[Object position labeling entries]
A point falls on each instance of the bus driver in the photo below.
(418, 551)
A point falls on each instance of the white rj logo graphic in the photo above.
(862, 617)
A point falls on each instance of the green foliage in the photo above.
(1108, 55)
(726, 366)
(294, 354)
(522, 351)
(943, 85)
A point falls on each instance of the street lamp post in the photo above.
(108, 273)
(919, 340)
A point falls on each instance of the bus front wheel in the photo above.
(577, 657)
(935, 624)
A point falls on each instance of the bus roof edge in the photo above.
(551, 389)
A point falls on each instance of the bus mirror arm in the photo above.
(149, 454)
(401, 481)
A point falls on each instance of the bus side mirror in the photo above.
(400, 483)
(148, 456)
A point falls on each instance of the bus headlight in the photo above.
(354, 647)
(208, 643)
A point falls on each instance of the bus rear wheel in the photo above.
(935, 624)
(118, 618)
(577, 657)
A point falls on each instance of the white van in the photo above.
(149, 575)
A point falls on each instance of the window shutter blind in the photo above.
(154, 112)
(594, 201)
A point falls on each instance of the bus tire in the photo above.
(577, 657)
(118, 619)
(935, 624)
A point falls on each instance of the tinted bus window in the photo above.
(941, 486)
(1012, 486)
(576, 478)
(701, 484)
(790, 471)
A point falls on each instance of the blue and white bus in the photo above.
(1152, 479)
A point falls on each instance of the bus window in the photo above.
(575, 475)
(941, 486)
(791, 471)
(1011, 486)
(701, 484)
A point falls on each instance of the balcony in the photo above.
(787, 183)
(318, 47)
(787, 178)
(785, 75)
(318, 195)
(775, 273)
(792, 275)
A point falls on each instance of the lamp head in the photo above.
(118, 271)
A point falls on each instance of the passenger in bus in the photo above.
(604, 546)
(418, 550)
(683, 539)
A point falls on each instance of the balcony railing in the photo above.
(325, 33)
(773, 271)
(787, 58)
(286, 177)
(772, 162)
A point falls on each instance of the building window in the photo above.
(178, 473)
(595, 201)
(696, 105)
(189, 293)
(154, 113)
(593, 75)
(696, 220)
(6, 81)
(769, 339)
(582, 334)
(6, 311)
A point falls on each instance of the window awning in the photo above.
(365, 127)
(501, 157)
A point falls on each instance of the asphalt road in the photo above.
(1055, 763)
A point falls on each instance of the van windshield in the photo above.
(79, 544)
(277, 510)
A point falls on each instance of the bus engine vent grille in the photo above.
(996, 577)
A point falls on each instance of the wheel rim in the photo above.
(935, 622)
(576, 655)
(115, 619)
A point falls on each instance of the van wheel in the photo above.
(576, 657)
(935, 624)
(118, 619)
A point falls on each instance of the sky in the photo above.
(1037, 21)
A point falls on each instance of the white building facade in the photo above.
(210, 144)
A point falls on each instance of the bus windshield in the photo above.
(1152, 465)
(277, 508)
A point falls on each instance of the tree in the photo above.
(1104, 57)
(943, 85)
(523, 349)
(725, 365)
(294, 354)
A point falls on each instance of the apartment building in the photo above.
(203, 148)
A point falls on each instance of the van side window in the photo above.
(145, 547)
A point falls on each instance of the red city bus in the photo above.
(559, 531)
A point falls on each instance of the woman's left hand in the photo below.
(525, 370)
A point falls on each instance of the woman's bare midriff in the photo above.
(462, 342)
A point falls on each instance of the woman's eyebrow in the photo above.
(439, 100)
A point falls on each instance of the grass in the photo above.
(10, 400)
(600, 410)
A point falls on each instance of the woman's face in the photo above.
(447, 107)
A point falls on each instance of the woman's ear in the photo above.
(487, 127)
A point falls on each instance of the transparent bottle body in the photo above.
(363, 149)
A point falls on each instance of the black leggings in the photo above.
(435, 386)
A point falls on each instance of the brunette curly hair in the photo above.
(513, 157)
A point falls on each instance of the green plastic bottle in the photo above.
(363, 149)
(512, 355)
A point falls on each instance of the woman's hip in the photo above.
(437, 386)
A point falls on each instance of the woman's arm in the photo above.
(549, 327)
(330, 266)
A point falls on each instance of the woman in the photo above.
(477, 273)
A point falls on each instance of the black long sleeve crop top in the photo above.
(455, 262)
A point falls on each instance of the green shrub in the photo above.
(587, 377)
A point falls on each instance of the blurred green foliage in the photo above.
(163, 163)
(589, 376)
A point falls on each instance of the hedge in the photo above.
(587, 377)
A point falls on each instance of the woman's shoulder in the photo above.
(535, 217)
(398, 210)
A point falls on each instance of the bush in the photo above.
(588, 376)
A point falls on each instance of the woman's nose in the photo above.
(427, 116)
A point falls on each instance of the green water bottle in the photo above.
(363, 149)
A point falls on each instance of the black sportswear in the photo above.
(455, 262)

## INSTRUCTION
Give every entry above as a two-column CSV with the headers "text" and "answer", one row per entry. Put each field in double quotes and replace line breaks with spaces.

## WRITTEN ANSWER
text,answer
"A point falls on each instance of the bus driver in the photo below.","(418, 551)"
"A point falls on each instance of the white rj logo graphic in the photo above.","(862, 617)"
"A point falls on each instance of the green foliage in the photo above.","(1108, 55) (726, 366) (294, 354) (522, 351) (943, 85)"
"A point falls on each instance of the street lamp post in the photo above.","(108, 273) (919, 340)"
"A point falls on each instance of the bus front wheel in the photo above.","(577, 657) (935, 624)"
"A point falls on each instance of the bus roof edge in the photo above.","(551, 389)"
"A point falls on each instance of the bus mirror arm in the photo above.","(149, 454) (401, 481)"
"A point falls on each instance of the bus side mirror in the photo above.","(400, 483) (148, 456)"
"A point falls on each instance of the bus headlight in the photo above.","(354, 647) (208, 643)"
"A point falls on each instance of the bus rear wheel in the photo above.","(935, 624) (118, 618) (577, 657)"
"A point falls on each instance of the white van in the photo above.","(149, 575)"
"A point falls on each instance of the window shutter blind in the photo above.","(154, 112) (594, 201)"
"A point falls on each instance of the bus tire in the photo above.","(577, 657) (118, 619) (935, 624)"
"A point falls on each instance of the tinted bus window in the photo above.","(941, 486) (1012, 486) (576, 478) (701, 484) (790, 471)"
"A point falls on each instance of the blue and white bus in the photo above.","(1152, 479)"
"A point falls on each instance of the bus window in the photo above.","(575, 475) (941, 486) (791, 471) (1011, 486) (701, 484)"
"A point falls on each instance of the balcony in the photo above.","(787, 183) (318, 47) (787, 178) (785, 75) (318, 195) (775, 273) (792, 275)"
"A point falls on each instance of the lamp head in the photo above.","(118, 271)"
"A point falls on each instance of the passenger in bus in the photo above.","(604, 546) (418, 550) (683, 539)"
"A point falls on each instance of the balcony railing in the photo above.","(325, 33) (773, 271) (787, 58) (286, 177) (772, 162)"
"A point falls on each instance of the building window in the photo above.","(178, 473) (595, 201) (696, 105) (189, 293) (154, 113) (593, 75) (696, 220) (6, 81) (769, 339) (582, 334) (6, 311)"
"A point falls on each instance of the window awning in the photo above.","(365, 127) (501, 157)"
"A point falls on each instance of the asphalt road in the photo above.","(1055, 763)"
"A point falls on each instance of the van windshield in the photo above.","(79, 544) (277, 510)"
"A point falls on each instance of the bus engine vent grille in the photo above.","(996, 577)"
"A point falls on each instance of the wheel rim in the photo above.","(935, 622) (576, 655) (115, 619)"
"A point falls on each instance of the van wheel in the photo above.","(576, 657) (935, 624) (118, 619)"
"A point falls on each instance of the sky in the photo above.","(1037, 21)"
"A point falls on each instance of the white building facade in the photo above.","(210, 144)"
"A point falls on each instance of the bus windshield in the photo above.","(1152, 465) (277, 508)"
"A point falls on each instance of the tree in the photo above.","(1104, 57) (943, 85) (523, 349) (725, 365) (294, 354)"
"A point falls on each instance of the apartment building in the photo above.","(203, 148)"
"A point falls on each instance of the van side window in the photo above.","(145, 547)"
"A point falls on each instance of the red city bus in the photo above.","(559, 531)"
"A point falls on each instance of the woman's left hand in the photo below.","(525, 370)"
"A point falls on each instance of the woman's bare midriff in the photo above.","(462, 342)"
"A point falls on each instance of the woman's eyebrow in the photo above.","(439, 100)"
"A point falls on each instance of the grass in the photo above.","(10, 400) (600, 410)"
"A point falls on each instance of the woman's face in the photo above.","(447, 107)"
"A point falls on each instance of the woman's ear in the photo above.","(487, 127)"
"A point falls on each instance of the transparent bottle body in the photo above.","(363, 149)"
"A point falls on each instance of the black leggings in the photo above.","(435, 386)"
"A point falls on each instance of the brunette curly hair in the photo above.","(513, 157)"
"A point falls on each instance of the green plastic bottle in the photo above.","(363, 149) (512, 355)"
"A point falls on each instance of the woman's hip in the photo above.","(437, 386)"
"A point falls on each instance of the woman's arm in the photo above.","(549, 327) (330, 266)"
"A point falls on each instance of the woman in the photo above.","(477, 273)"
"A point falls on each instance of the black long sleeve crop top in the photo above.","(455, 262)"
"A point falls on each instance of the green shrub in the photo above.","(587, 377)"
"A point falls on each instance of the blurred green foliage in the photo above.","(163, 163) (589, 376)"
"A point falls on each instance of the hedge in the photo above.","(587, 377)"
"A point falls on each instance of the woman's shoulder in the photo above.","(535, 217) (398, 210)"
"A point falls on each instance of the bush in the photo above.","(588, 376)"
"A point falls on each instance of the woman's nose in the photo above.","(427, 116)"
"A point falls on each instance of the green water bottle in the photo above.","(363, 149)"
"A point falls on each instance of the black sportswear in the photo above.","(455, 262)"